---- TEXT PROVIDED

Advogato
- Website type: Community site and social network site for free software developers
- Creator: Raph Levien
- Website: www.advogato.org
- Launched: 1999
- Current status: Inactive

= Advogato =

Free software online community

Advogato was an online community and social networking site dedicated to free software development and created by Raph Levien. In 2007, Steve Rainwater took over maintenance and new development from Raph. In 2016, Rainwater's running instance was shut down and backed up to archive.org.

== History ==
Advogato described itself as "the free software developer's advocate." Advogato was an early pioneer of blogs, formerly known as "online diaries", and one of the earliest social networking websites. Advogato combined the most recent entries from each user's diary together into a single continuous feed called the recentlog, directly inspiring the creation of the Planet aggregator somewhat later.

Several high-profile members of the free software and open source software movements were users of the site, including Richard M. Stallman, Eric Raymond, Alan Cox, Bruce Perens, and Jamie Zawinski.

--------
---- MATERIAL PROVIDED

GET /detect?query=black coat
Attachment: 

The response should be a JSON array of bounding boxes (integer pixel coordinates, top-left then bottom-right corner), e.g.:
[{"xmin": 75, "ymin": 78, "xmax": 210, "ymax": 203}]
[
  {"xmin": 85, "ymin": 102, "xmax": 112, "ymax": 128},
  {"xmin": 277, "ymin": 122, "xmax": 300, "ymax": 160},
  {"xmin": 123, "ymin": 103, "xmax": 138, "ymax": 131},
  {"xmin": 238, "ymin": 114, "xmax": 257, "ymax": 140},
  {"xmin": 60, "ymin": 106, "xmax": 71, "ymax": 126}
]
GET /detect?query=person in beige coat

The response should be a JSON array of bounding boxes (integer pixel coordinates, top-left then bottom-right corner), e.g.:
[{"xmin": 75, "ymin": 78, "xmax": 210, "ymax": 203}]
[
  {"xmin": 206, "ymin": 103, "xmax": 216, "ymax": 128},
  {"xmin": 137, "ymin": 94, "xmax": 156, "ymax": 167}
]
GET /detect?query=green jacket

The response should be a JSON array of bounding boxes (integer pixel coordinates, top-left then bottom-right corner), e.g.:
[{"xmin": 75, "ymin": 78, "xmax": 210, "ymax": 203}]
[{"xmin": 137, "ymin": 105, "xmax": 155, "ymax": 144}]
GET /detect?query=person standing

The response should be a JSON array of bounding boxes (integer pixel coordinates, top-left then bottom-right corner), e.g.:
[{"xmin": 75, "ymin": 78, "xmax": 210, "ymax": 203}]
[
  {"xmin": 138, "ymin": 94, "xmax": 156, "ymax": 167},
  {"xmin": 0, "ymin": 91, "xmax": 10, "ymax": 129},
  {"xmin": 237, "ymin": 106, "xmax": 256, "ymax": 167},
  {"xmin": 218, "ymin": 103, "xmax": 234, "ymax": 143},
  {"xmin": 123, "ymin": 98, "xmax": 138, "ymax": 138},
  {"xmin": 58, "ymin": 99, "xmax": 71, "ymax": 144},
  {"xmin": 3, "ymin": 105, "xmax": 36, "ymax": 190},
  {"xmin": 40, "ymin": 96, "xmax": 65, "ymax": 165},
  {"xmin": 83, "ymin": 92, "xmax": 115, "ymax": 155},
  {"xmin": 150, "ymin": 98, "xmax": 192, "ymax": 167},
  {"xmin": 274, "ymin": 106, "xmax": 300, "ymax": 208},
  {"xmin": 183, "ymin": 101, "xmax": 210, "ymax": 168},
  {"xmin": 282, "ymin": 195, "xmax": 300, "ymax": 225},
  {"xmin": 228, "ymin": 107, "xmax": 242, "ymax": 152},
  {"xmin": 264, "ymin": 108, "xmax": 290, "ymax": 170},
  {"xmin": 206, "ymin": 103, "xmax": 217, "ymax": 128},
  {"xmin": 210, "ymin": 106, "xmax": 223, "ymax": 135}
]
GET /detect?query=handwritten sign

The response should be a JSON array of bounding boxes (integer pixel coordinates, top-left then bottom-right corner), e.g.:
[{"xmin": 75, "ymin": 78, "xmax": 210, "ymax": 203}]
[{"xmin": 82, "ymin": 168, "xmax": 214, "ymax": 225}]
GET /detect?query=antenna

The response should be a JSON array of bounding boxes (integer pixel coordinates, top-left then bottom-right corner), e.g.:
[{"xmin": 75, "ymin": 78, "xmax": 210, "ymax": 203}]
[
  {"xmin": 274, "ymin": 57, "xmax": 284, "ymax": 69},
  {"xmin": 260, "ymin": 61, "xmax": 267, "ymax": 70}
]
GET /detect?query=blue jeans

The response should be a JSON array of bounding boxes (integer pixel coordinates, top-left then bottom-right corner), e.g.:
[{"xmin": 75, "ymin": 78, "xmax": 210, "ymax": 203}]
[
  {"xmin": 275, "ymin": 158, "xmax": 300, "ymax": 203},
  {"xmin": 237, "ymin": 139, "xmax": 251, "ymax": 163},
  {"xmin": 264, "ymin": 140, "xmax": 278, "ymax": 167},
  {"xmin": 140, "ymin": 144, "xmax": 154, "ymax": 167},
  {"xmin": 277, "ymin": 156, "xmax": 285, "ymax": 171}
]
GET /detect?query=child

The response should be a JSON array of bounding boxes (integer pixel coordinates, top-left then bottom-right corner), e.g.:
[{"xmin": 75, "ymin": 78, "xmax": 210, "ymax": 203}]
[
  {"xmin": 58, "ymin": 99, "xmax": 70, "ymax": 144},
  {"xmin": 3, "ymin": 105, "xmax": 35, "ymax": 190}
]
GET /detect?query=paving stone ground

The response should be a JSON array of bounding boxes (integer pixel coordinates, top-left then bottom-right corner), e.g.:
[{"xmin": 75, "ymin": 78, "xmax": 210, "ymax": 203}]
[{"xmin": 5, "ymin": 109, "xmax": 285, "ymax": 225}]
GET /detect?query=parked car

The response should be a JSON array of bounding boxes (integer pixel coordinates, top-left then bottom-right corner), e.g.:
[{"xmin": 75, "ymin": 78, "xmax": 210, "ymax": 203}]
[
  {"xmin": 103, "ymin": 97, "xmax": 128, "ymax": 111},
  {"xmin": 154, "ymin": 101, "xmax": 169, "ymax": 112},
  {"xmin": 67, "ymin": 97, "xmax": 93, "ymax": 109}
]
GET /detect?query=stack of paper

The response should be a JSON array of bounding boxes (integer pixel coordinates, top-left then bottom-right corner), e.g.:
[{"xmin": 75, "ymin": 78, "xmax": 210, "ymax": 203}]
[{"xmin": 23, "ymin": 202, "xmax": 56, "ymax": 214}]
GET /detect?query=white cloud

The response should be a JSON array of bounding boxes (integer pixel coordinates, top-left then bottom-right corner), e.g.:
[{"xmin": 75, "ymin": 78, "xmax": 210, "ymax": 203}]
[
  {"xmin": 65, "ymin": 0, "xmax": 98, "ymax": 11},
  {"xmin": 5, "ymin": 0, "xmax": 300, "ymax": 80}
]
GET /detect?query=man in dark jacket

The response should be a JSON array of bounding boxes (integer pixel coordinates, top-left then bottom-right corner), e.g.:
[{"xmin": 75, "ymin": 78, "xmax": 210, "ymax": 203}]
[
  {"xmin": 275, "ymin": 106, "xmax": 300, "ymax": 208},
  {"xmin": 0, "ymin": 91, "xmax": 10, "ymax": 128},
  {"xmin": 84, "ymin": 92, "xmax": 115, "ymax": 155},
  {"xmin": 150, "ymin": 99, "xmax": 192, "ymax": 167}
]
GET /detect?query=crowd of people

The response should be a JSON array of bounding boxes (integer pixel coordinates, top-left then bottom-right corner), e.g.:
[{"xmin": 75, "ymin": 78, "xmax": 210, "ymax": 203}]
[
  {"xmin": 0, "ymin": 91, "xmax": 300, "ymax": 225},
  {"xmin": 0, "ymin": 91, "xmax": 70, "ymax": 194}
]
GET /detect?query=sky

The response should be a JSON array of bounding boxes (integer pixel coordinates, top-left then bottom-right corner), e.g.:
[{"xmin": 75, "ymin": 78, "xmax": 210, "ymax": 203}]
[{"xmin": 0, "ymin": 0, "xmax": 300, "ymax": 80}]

--------

PARTS OF THE EXERCISE:
**1.** Retype part of the Advogato text verbatim. Begin at the words "Advogato was an online" and stop after "and Jamie Zawinski.".
**2.** Answer these questions from the Advogato text:
(a) Who took over maintenance and new development of Advogato in 2007?
(b) What was the name of the single continuous feed that combined the latest diary entries?
(c) In what year was Advogato launched?
**3.** Proceed with the text on Advogato, picking up after its final sentence.

RESULTS FOR THE EXERCISE:
**1.**
Advogato was an online community and social networking site dedicated to free software development and created by Raph Levien. In 2007, Steve Rainwater took over maintenance and new development from Raph. In 2016, Rainwater's running instance was shut down and backed up to archive.org.

== History ==
Advogato described itself as "the free software developer's advocate." Advogato was an early pioneer of blogs, formerly known as "online diaries", and one of the earliest social networking websites. Advogato combined the most recent entries from each user's diary together into a single continuous feed called the recentlog, directly inspiring the creation of the Planet aggregator somewhat later.

Several high-profile members of the free software and open source software movements were users of the site, including Richard M. Stallman, Eric Raymond, Alan Cox, Bruce Perens, and Jamie Zawinski.

**2.**
(a) Steve Rainwater
(b) The recentlog
(c) 1999

**3.**
Because Advogato was the first website to use a robust, attack-resistant trust metric and to release the underlying code for that trust mechanism under a free software license, it has been the basis of numerous research papers on trust metrics and social networking (see the list below for specific examples). Advogato's early adoption of an XML-RPC interface led to its use as an example of how such interfaces could be used by web programmers.

Advogato saw use as a testbed for social networking and semantic web technologies.

== Trust metric ==
The motivating idea for Advogato was to try out in practice Levien's ideas about attack-resistant trust metrics, having users certify each other in a kind of peer review process and use this information to avoid the abuses that plague open community sites. Levien observed that his notion of attack-resistant trust metric was fundamentally very similar to the PageRank algorithm used by Google to rate article interest. In the case of Advogato, the trust metric was designed to include all individuals who could reasonably be considered members of the Free Software and Open Source communities while excluding others.

The implementation of this trust metric was through an Apache module called mod_virgule. mod_virgule is free software, licensed under the GPL and written in C.

Despite the trust metric, posting privileges to the front page of Advogato were gained by controversial individuals, leading some to claim Advogato's trust metric solution was faulty.

Misunderstanding of the purpose of Advogato's trust metric was common, which often led to the assumption that it should exclude specific individuals on the basis that they were known cranks.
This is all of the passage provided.